═════ Выбранный отрывок
Кажется, в конце 1932 г. в Ленинграде было какое-то собрание литературной
молодежи, на которое был приглашен Калинин. Это собрание совпало с каким-то
юбилеем ГПУ -- едва ли не 15-летним юбилеем основания Чека. Возможно даже,
что это собрание стояло в какой-то непосредственной связи с этим юбилеем. Во
всяком случае на собрании читалось много стихов, посвященных Чека. Основная
нота, в этих стихах звучавшая, была пожелание, обращенное к Чека, <--
"пусть беспощаднее разит ее рука". Злые языки говорят, что Калинин в тот
вечер был сильно навеселе. Если это и правильно, то это свидетельствует лишь
об одном: алкоголь ослабил сопротивление задерживающих центров и дал
Калинину смелость говорить более откровенно, но все присутствовавшие на
собрании в один голос свидетельствуют, что его речь звучала, как
действительно наболевший крик сердца. После одного из наиболее кровожадных
стихотворений, чуть ли не прервав чтеца-поэта посередине его торжественной
декламации, он встал и начал чуть ли не со слезами на глазах говорить о том,
что террор иногда приходится делать, но его никогда не нужно славословить.
Это наша трагедия, говорил он, что нам приходится идти на та-кие жестокие
меры, и мы все ничего другого так не хотели бы, как иметь возможность от
террора отказаться. Поэтому нужно не прославлять беспощадность Чека, а
желать, чтобы скорее пришло время, когда "карающая рука" последней могла бы
остановиться.
══════════
═════ Исходные данные
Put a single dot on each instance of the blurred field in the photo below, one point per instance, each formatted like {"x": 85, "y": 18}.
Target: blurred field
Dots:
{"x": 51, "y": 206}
══════════
◆ **Что сделать**
a) Определите, согласуются ли с отрывком о речи Калинина утверждения (i), (ii) и (iii), и для каждого ответьте «да» или «нет», дословно приведя решающие слова отрывка. (i) Собрание, на которое пригласили Калинина, проходило в Ленинграде. (ii) Калинин встал, только когда поэт дочитал стихотворение до конца. (iii) Калинин призывал прославлять беспощадность Чека.
b) Отредактируйте фрагмент отрывка о речи Калинина от слов «Это наша трагедия, говорил» до слов «остановиться.» включительно, заменив «беспощадность» на «суровость».
c) Напишите продолжение отрывка о речи Калинина на собрании литературной молодежи, начав сразу после его последней фразы.

◆ **Ответы**
a)
(i) Да: «в Ленинграде было какое-то собрание литературной молодежи, на которое был приглашен Калинин».
(ii) Нет: «чуть ли не прервав чтеца-поэта посередине его торжественной декламации, он встал».
(iii) Нет: «Поэтому нужно не прославлять беспощадность Чека».

b)
Это наша трагедия, говорил он, что нам приходится идти на та-кие жестокие
меры, и мы все ничего другого так не хотели бы, как иметь возможность от
террора отказаться. Поэтому нужно не прославлять суровость Чека, а
желать, чтобы скорее пришло время, когда "карающая рука" последней могла бы
остановиться.

c)
Речь эта тогда произвела большое впечатление, и о ней много говорили в
литературных кругах не только Ленинграда, но и Москвы. Передают, что за нее
Калинину потом "влетело". Во всяком случае она показывает, почему люди,
проделавшие первую пятилетку, с особенной охотой ухватились за мысли,
доказывавшие возможность ослабления террора, когда к этому явились некоторые
объективные посылки. Успех Кирова был огромен, тем более что и Сталин против
его идей прямо не возражал, а только ослаблял практические выводы из них:
передают, что такое поведение Сталина объяснялось влиянием Горького, которое
в то время достигло своего апогея.
Под влиянием этих идей уже летом 1933 г. -- тотчас после выяснения
приблизительных размеров урожая -- были восста-
новлены в правах членов партии Каменев, Зиновьев и много других бывших
оппозиционеров, причем им было предоставлено право выбрать работу себе по
вкусу, а некоторым было даже дано приглашение на партийный съезд (февраль
1934 г.).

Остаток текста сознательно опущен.